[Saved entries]
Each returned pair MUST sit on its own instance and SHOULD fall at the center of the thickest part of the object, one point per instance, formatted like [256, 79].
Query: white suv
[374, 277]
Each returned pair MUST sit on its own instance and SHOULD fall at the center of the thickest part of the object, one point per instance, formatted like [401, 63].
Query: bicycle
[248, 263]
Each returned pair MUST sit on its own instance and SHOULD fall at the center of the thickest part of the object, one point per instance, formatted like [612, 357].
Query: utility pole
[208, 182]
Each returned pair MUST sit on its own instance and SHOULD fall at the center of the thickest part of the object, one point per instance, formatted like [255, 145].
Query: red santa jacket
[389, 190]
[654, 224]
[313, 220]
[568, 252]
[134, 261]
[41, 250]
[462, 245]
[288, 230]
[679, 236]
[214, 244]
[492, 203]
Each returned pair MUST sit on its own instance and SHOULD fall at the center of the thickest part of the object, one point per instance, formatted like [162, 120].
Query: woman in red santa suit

Work to be completed |
Extract the lines above from the one containing "like [612, 357]." to the last line, both included, exactly as written.

Answer to the task |
Each returned pair MUST sit on its own instance and SHOULD fall at the center of the thickest part of the object, one point per instance, formatted like [612, 357].
Query: utility pole
[208, 182]
Each returned pair MUST sit on its own instance and SHOULD fall at the center of the thickest part of the object, one point per instance, formatted like [255, 145].
Query: red santa jacket
[389, 190]
[654, 224]
[313, 220]
[568, 252]
[134, 261]
[41, 250]
[462, 245]
[288, 230]
[679, 236]
[214, 244]
[492, 203]
Each returned pair MUST sit on its own instance and SHOULD fall at the center of the thickest part of the object, one point per instance, formatted like [162, 120].
Query: woman in red santa suit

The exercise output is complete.